• Set task
Each record that follows should be repeated exactly, minus any images.

• Data
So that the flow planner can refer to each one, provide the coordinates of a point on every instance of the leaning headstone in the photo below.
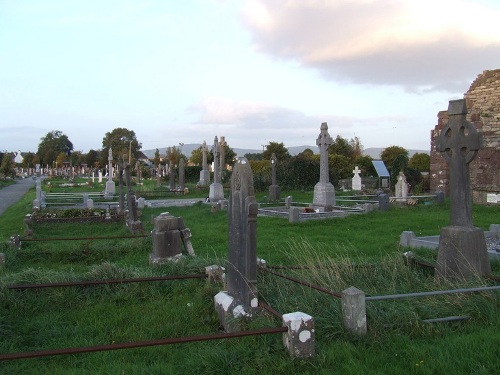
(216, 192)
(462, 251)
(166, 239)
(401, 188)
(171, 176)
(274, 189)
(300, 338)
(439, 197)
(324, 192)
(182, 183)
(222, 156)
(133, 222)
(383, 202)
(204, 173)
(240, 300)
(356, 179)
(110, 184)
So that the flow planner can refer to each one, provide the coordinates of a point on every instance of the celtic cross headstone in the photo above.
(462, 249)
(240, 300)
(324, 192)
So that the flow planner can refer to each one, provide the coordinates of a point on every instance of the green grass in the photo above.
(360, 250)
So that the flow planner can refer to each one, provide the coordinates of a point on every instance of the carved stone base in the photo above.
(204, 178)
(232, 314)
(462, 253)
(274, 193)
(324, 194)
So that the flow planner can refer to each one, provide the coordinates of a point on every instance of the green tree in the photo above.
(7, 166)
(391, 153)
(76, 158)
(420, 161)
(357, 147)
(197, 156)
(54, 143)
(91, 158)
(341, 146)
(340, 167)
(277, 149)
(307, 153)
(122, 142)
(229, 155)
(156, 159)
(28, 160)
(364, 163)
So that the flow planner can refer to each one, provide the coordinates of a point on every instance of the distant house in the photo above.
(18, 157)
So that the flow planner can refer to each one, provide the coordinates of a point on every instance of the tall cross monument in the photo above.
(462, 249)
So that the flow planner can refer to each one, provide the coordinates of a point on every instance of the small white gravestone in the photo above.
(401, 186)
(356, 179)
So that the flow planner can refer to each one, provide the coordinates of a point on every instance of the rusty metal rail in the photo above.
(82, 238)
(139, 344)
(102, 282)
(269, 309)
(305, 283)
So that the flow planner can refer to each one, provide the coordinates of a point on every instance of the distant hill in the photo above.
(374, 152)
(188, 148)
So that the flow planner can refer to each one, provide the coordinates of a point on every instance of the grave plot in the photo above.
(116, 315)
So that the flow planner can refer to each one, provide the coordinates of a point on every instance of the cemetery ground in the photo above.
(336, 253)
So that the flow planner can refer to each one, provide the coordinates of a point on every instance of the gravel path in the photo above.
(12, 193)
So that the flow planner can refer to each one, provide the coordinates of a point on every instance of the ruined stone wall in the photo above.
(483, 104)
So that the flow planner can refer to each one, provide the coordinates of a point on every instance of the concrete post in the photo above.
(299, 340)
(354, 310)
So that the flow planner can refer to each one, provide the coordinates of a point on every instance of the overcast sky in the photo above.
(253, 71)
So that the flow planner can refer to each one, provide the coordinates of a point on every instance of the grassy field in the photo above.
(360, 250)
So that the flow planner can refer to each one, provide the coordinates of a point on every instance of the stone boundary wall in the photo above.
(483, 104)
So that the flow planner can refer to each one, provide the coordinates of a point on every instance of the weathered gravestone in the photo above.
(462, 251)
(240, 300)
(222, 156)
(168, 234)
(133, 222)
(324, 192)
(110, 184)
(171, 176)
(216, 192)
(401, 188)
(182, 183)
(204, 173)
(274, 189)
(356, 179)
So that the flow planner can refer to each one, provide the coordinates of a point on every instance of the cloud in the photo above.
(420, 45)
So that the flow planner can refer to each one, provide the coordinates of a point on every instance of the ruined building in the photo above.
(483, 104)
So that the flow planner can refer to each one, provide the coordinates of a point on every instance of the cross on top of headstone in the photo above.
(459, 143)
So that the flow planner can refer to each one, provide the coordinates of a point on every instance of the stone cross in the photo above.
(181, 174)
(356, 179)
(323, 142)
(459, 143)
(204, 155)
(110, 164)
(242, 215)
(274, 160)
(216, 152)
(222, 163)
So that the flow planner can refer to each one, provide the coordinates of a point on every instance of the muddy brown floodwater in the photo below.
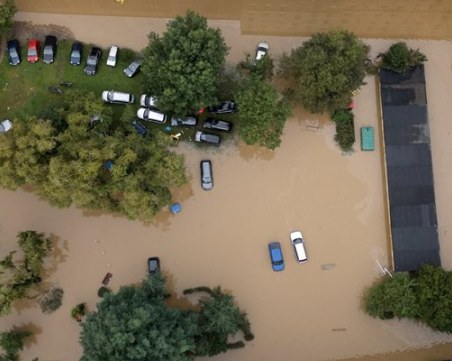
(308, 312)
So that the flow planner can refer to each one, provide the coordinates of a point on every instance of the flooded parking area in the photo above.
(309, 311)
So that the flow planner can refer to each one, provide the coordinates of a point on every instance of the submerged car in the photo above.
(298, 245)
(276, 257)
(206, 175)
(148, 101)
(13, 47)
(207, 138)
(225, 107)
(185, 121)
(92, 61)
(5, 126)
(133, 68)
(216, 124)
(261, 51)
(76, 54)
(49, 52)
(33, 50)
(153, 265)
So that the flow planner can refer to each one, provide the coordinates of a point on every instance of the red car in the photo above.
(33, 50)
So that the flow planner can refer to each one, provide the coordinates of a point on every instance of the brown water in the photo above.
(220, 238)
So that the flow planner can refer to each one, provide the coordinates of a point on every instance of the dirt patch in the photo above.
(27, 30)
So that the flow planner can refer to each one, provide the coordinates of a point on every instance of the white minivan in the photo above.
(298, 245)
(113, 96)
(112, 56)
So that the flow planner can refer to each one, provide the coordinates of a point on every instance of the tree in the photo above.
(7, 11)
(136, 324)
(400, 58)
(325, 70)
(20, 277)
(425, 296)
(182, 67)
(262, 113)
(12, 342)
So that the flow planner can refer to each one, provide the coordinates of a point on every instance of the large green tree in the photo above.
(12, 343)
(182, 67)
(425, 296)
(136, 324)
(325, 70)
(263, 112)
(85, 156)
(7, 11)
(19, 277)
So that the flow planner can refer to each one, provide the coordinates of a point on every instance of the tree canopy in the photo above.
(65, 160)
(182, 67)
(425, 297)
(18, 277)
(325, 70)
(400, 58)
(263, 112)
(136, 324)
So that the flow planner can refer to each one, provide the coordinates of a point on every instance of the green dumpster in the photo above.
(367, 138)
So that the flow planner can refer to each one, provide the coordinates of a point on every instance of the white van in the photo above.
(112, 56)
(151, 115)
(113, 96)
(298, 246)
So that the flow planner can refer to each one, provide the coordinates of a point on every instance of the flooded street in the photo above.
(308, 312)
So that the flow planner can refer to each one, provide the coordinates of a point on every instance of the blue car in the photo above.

• Answer
So that the flow planner can refer to each one, provide the coordinates of a point on every instance of the leaning headstone in the photo below.
(216, 192)
(462, 251)
(166, 239)
(401, 188)
(171, 176)
(274, 189)
(300, 338)
(439, 197)
(324, 192)
(182, 183)
(222, 156)
(133, 222)
(383, 202)
(204, 173)
(240, 300)
(356, 179)
(110, 184)
So that the flow planner can refer to each one, provide the coordinates of a point on every instance of the celtic cross headstone in the photo above.
(462, 249)
(240, 300)
(324, 192)
So that the flow planner can refer to each one, provide the coordinates of a point on every instance of the green grass in the photo above.
(360, 250)
So that the flow planner can refer to each one, provide the coordinates of a point on every instance of the carved stone base in the photo above.
(204, 178)
(232, 314)
(462, 253)
(274, 193)
(324, 194)
So that the flow planner can refer to each one, provide the coordinates of a point on every instance of the green tree in the photo above.
(7, 166)
(391, 153)
(76, 158)
(420, 161)
(357, 147)
(197, 156)
(54, 143)
(91, 158)
(341, 146)
(340, 167)
(277, 149)
(307, 153)
(122, 142)
(229, 155)
(156, 159)
(28, 160)
(364, 163)
So that the flow planner can refer to each one, provide the coordinates of a point on every instance of the distant house in the photo above.
(18, 157)
So that the flow planner can refer to each one, provide the coordinates of a point on every instance of the tall cross monument in the photo above.
(462, 249)
So that the flow planner can refer to each one, provide the coordinates of a point on every instance of the small white gravestone in the photo above.
(401, 186)
(356, 179)
So that the flow planner can refer to each one, provide the coordinates of a point on every instance of the rusty metal rail in the photo above.
(82, 238)
(139, 344)
(102, 282)
(269, 309)
(305, 283)
So that the flow planner can refer to each one, provide the coordinates of a point on every instance of the distant hill in the photo above.
(374, 152)
(188, 148)
So that the flow planner can refer to each one, provide the coordinates of a point on every instance of the grave plot in the photo above.
(116, 315)
So that the flow planner can refer to each one, provide the coordinates of a point on every instance of the cemetery ground in the photo above.
(336, 253)
So that the flow planner can refer to each one, provide the coordinates of a point on every instance of the gravel path in the photo above.
(12, 193)
So that the flow planner can refer to each one, provide the coordinates of a point on every instance of the ruined stone wall in the photo above.
(483, 104)
So that the flow planner can refer to each one, provide the coordinates of a point on every instance of the concrete post in the photo above.
(299, 340)
(354, 310)
So that the flow planner can refer to each one, provide the coordinates of a point on every instance of the overcast sky in the photo above.
(253, 71)
So that the flow planner can refer to each one, provide the coordinates of a point on every instance of the grassy field in the photo above.
(360, 250)
So that the flow planner can refer to each one, provide the coordinates of a point on every instance of the stone boundary wall in the photo above.
(483, 104)
So that the flow planner can refer to each one, provide the coordinates of a point on every instance of the weathered gravestone in the photo above.
(462, 251)
(240, 300)
(222, 156)
(168, 234)
(133, 222)
(324, 192)
(110, 184)
(171, 176)
(216, 192)
(401, 188)
(182, 183)
(204, 173)
(274, 189)
(356, 179)
So that the flow planner can refer to each one, provide the coordinates of a point on every instance of the cloud in the photo above.
(420, 45)
So that the flow planner can refer to each one, provide the coordinates of a point on every instance of the ruined building in the photo above.
(483, 104)
So that the flow planner can refer to each one, provide the coordinates of a point on every instance of the cross on top of headstone in the photo above.
(459, 143)
So that the flow planner can refer to each one, provide the coordinates of a point on every instance of the stone cross in the photo above.
(181, 174)
(356, 179)
(323, 142)
(459, 143)
(204, 155)
(110, 164)
(242, 215)
(274, 160)
(216, 152)
(222, 163)
So that the flow planner can refer to each one, provide the coordinates of a point on every instance of the muddy brown floodwater in the photo below.
(308, 312)
So that the flow planner can refer to each one, provide the coordinates of a point on every instance of the flooded parking area in the photo above.
(309, 311)
So that the flow planner can refer to each one, provide the coordinates of a point on every instance of the submerged car in the photo above.
(298, 245)
(276, 257)
(206, 175)
(148, 101)
(13, 47)
(207, 138)
(225, 107)
(185, 121)
(92, 61)
(5, 126)
(133, 68)
(216, 124)
(261, 51)
(76, 54)
(49, 52)
(33, 50)
(153, 265)
So that the flow planner can refer to each one, provide the coordinates of a point on every instance of the red car in the photo above.
(33, 50)
So that the flow planner can refer to each one, provide the coordinates of a point on every instance of the brown water in the photo above.
(220, 238)
So that the flow planner can refer to each one, provide the coordinates of a point on every instance of the dirt patch in the photo above.
(27, 30)
So that the flow planner can refer to each one, provide the coordinates of a point on every instance of the white minivan in the photo above.
(298, 245)
(113, 96)
(112, 56)
So that the flow planner can refer to each one, provide the coordinates of a point on every instance of the tree in the photo above.
(7, 11)
(136, 324)
(400, 58)
(325, 70)
(20, 277)
(425, 296)
(182, 67)
(262, 113)
(12, 342)
So that the flow planner can refer to each one, provide the coordinates of a point on every instance of the large green tree in the photo above.
(12, 343)
(182, 67)
(425, 296)
(136, 324)
(325, 70)
(263, 112)
(85, 156)
(7, 11)
(19, 277)
So that the flow planner can refer to each one, provide the coordinates of a point on every instance of the tree canopy in the photo above.
(65, 160)
(182, 67)
(425, 297)
(18, 277)
(325, 70)
(400, 58)
(263, 112)
(136, 324)
So that the flow planner can refer to each one, provide the coordinates of a point on every instance of the green dumpster in the photo above.
(367, 138)
So that the flow planner can refer to each one, provide the coordinates of a point on every instance of the white van in the photo above.
(112, 56)
(151, 115)
(113, 96)
(298, 246)
So that the flow planner can refer to each one, provide the coordinates of a point on every instance of the flooded street in the photo above.
(308, 312)
So that the flow planner can refer to each one, provide the coordinates of a point on every instance of the blue car in the photo above.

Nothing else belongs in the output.